Dataset entries

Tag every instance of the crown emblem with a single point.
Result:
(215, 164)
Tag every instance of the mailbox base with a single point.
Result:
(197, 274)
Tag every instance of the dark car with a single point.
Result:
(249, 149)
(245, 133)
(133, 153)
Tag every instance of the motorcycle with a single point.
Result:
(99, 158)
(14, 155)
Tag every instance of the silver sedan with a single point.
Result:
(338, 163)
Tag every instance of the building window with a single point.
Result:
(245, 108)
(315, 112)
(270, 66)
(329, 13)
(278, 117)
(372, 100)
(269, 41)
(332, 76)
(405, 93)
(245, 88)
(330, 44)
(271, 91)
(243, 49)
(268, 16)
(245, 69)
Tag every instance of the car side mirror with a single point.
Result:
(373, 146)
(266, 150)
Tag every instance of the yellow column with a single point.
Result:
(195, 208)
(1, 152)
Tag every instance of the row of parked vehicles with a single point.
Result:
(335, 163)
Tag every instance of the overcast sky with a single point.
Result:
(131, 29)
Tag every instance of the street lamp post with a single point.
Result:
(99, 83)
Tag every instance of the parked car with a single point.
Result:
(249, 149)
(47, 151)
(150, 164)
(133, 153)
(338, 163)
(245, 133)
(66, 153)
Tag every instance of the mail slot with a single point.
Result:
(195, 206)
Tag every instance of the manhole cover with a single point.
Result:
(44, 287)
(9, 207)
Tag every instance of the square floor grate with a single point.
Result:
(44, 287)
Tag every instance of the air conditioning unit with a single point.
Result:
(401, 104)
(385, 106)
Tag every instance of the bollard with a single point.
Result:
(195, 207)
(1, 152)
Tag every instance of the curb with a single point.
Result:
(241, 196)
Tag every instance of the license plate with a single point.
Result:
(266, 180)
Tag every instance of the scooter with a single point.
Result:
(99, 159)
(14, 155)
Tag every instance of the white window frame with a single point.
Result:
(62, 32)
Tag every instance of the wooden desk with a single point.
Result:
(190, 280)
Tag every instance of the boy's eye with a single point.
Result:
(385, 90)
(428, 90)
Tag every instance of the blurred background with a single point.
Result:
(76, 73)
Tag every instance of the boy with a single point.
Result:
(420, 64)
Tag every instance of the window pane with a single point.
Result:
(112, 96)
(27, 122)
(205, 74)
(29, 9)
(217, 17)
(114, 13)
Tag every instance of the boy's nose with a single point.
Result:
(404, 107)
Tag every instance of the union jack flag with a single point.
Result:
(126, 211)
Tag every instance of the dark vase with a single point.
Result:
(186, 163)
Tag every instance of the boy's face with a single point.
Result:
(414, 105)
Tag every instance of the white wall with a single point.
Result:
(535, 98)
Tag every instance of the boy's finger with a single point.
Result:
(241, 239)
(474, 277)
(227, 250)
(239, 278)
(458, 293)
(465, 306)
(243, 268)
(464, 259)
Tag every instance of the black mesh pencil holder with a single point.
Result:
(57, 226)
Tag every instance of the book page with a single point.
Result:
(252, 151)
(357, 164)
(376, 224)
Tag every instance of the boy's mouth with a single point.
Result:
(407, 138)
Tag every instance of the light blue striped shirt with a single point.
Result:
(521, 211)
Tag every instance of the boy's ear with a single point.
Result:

→ **To do**
Pull out every line of the records that includes the string "parked".

→ **Exercise response**
Tag every instance of the row of parked vehicles with a single point.
Tag every instance of the parked car with a single point.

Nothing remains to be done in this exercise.